## Given passage:

# # # #

# How Long For a New Filter to Cycle in a Cycled Aquarium?



## Raymond S. (Dec 29, 2012)

Two weeks. Take out a small piece of the old media from the old filter and put it in the new. After the two weeks(if you actually want this to be "seamless"...it won't be completely but as close as possible) start taking out the old filter media about 20% at each time you do it over two more weeks. The filters will develope equal amounts of bio bacteria at first. Taking out small amounts will force the new one to grow additional bacteria till it has the full amount needed when you remove the old filter on the last time you take some of the media out but instead just remove the filter.
I had a high stocking level in a tank and removed 20% of the media once to rinse it and forgot to put it back as I got distracted. By the next day I had several dead shrimp.


----------



## Diana (Jan 14, 2010)

Ditto Raymond: 
If you can share any media that will instantly transfer the bacteria. 
By removing the Tetra media a little each week for several weeks the transition will be as smooth as possible.


----------



## BBradbury (Nov 8, 2010)

*Switching Filters*



goodbytes said:


> I've replaced my old Tetra 30/60 HOB with an Aqua Clear 70 and I've got them both running now so I can seamlessly transition from the Tetra to the Aqua Clear. How long do you think it would take for the new filter to colonize so I can remove the old one?

# # # #

## Information:
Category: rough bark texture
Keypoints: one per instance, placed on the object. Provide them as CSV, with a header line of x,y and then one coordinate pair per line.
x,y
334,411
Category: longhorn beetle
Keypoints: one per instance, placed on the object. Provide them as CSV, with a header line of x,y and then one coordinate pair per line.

# # # #

## Explore the material:
1) Decide whether each statement agrees with the aquarium filter thread. Answer yes or no, and quote the deciding words.
(a) Raymond S. advises waiting two weeks before beginning to remove the old filter media in portions of about 20%.
(b) Diana says that sharing media transfers the bacteria gradually over several weeks.
(c) The new filter being added is a Tetra 30/60 HOB.
2) List every user name that appears in the aquarium filter thread, either as a poster or as a quoted author.
3) Continue the aquarium filter thread, starting after the question quoted from goodbytes.

## Exercise results:
1)
(a) Yes: "start taking out the old filter media about 20% at each time you do it over two more weeks"
(b) No: "If you can share any media that will instantly transfer the bacteria."
(c) No: "I've replaced my old Tetra 30/60 HOB with an Aqua Clear 70"

2) Raymond S., Diana, BBradbury, goodbytes

3)
Hello good...

Run them both for a couple of weeks. Then, you can remove the old filter. You have plenty of back up bacteria on the surfaces inside the tank. What you remove when you take away the old filter will reproduce to former levels in a few hours.

B


----------



## Diana (Jan 14, 2010)

> ... will reproduce to former levels in a few hours


No, they won't. Nitrifying bacteria are slow growing compared to many other bacteria.


----------



## Briggadane (Apr 28, 2014)

Keep in mind, you got the answer to the question you asked. I suspect you really want to know: how can I quickly seed my new filter so I can remove the old one ASAP. 
&#55357;&#56841;


----------



## goodbytes (Aug 18, 2014)

Briggadane said:


> Keep in mind, you got the answer to the question you asked. I suspect you really want to know: how can I quickly seed my new filter so I can remove the old one ASAP.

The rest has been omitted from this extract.